_PROBLEM TO SOLVE_.
Copy out every text line from the rows below, character for character, and leave the pictures out of your answer.

_SUPPLIED DATA_.

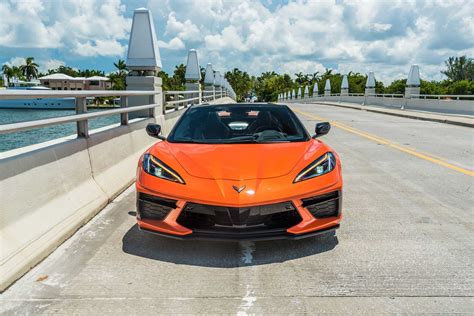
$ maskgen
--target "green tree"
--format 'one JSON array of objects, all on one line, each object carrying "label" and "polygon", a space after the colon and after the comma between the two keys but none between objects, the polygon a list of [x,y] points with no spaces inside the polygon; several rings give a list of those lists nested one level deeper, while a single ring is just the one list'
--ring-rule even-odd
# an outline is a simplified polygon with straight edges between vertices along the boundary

_WRITTEN ANSWER_.
$ maskgen
--target "green tree"
--format 'one JSON array of objects, all on one line, each object carrying "label" and "polygon", a space after the colon and after the comma between the two keys but none between objects, the polygon a list of [x,y] points with no spaces inside the polygon; several rings give a list of those lists nested one level deeper, while a single ring is just the one list'
--ring-rule even-odd
# an outline is a simplified polygon with straight edges between vertices along the boundary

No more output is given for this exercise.